= Short task A =
According to the text on the Kondratieff long cycle, in what year did most Kondratieffites predict the peak would arrive?

= Text segment =
One of the mystical "cycles" that has been getting a lot of play from time to time is the flimsiest "cycle" of them all: the Kondratieff long cycle. The Kondratieff is supposed to be a strictly, or at least roughly, periodic cycle of about 54 years, which allegedly underlies and dominates the genuine cycles for which we have actual data. Even though, as we shall see, this cycle is strictly a figment of its fevered adherents' imagination, there does seem to be some sort of cycle in the periods when the "Kondratieff" captures the interest of financial and economic analysts.

Most of the Kondratieffites confidently predicted that the peak would arrive in 1974, just 54 years after the previous peak. Previous peak-to-peak stretches had been 52 (from 1814 to 1866), and 54 (1866 to 1920). So where indeed is the peak? It is now 1984 and counting. We are ten years past the confident prediction and we still have inflation. The Kondratieffites have been forecasting imminent deflation since the magic 1974 year, but still . . . nothing!

Time is inevitably running out on the Kondratieffites. For there will be no Big Bang, no repeat of 1929. Pointing to problems in the economy, to stagnation, to stagflation, to falling commodity prices, to secular rises in the unemployment rate, while interesting and significant is not enough. It does not demonstrate the Kondratieff. After all, there are always economic problems. The point is that there is no permanent depression, and there is not, and will not be, any deflation. The idea that we are right now in the midst of a Kondratieff depression, but that the deflation is being masked by inflationary bank credit, cannot be the way out. For that is simply the mystic's fudge factor so that you can never prove him wrong, regardless of the evidence. No, the Kondratieff is dead, and now it is simply a question of how long it will take the Kondratieffites to lie down, to admit defeat and slip away into the night.

= Information provided =
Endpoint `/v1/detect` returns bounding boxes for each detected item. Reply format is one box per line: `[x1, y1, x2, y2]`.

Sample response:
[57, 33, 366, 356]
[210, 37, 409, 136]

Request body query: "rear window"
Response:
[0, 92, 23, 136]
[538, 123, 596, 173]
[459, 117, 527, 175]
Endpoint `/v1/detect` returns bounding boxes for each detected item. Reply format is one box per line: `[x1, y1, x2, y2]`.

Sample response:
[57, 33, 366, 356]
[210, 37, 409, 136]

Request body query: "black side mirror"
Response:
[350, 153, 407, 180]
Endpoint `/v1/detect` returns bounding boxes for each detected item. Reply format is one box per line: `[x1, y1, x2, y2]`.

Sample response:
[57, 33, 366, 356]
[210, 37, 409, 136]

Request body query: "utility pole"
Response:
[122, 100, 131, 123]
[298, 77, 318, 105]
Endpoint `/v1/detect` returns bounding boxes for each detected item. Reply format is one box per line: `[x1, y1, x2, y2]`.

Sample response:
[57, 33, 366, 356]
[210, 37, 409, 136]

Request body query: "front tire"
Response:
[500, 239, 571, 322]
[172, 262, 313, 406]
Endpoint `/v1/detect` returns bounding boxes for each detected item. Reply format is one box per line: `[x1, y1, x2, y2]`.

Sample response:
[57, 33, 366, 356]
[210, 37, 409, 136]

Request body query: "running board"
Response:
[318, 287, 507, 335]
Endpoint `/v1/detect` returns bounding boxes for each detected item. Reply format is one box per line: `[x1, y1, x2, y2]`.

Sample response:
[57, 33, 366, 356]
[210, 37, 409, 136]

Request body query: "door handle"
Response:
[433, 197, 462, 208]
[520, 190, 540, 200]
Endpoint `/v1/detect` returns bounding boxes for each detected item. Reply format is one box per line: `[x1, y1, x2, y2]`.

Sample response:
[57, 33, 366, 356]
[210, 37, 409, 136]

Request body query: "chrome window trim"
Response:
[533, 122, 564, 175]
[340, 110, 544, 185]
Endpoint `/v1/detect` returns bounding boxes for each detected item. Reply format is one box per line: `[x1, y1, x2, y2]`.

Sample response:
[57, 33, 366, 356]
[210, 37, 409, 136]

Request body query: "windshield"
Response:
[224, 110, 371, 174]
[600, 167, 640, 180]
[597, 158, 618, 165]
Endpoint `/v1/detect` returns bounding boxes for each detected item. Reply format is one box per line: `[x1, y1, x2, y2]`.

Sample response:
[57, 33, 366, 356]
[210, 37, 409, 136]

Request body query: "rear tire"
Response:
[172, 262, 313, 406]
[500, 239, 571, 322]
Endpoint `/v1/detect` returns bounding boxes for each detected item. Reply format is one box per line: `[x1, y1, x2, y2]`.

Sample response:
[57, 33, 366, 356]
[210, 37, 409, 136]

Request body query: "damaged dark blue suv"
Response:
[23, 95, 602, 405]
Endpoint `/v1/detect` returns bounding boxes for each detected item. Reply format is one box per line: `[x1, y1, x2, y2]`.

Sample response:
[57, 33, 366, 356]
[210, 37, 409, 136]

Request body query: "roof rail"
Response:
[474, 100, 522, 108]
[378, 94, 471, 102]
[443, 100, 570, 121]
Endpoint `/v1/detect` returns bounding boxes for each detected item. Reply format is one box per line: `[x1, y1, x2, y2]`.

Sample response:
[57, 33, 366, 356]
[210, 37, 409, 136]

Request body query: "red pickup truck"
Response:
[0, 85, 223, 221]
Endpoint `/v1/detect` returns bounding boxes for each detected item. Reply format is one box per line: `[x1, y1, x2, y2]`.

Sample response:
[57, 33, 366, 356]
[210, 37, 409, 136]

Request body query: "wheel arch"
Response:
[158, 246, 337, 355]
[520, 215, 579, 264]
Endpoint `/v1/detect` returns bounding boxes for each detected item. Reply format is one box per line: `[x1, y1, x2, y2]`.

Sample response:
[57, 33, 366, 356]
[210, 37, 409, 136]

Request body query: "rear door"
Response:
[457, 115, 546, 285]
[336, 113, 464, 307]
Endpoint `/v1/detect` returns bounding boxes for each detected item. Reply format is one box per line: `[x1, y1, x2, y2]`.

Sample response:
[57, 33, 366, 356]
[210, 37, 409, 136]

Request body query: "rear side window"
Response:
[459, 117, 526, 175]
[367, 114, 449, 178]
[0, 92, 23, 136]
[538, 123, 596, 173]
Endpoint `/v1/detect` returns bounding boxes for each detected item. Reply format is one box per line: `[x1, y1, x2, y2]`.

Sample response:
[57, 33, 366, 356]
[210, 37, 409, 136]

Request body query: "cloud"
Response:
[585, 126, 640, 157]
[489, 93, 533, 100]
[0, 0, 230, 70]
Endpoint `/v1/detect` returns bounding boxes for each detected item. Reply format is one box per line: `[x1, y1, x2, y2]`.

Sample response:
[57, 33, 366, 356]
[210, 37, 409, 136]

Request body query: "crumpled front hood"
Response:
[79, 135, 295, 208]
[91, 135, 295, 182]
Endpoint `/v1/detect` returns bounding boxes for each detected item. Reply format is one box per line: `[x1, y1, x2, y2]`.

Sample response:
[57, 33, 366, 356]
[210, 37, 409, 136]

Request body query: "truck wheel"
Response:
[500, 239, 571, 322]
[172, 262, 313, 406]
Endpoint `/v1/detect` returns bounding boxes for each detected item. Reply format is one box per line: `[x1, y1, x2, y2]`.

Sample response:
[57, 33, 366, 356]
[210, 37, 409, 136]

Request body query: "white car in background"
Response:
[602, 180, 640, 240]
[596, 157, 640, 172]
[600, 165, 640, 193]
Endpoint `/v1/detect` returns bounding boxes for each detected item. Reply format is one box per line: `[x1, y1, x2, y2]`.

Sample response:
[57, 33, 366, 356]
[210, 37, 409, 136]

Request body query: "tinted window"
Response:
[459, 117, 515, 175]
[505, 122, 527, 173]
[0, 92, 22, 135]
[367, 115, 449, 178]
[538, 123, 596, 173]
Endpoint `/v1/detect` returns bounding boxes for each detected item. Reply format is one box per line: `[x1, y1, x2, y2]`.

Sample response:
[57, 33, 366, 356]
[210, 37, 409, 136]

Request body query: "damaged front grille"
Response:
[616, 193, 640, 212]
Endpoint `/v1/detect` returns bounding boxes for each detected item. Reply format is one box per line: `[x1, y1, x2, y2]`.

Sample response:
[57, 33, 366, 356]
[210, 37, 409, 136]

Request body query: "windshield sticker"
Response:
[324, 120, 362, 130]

= Short task B =
Duplicate the records, starting at their first line and ending at the line that contains "[459, 117, 527, 175]", with both of those lines included.

= Exercise solution A =
1974

= Exercise solution B =
Endpoint `/v1/detect` returns bounding boxes for each detected item. Reply format is one box per line: `[x1, y1, x2, y2]`.

Sample response:
[57, 33, 366, 356]
[210, 37, 409, 136]

Request body query: "rear window"
Response:
[0, 92, 23, 136]
[538, 123, 596, 173]
[459, 117, 527, 175]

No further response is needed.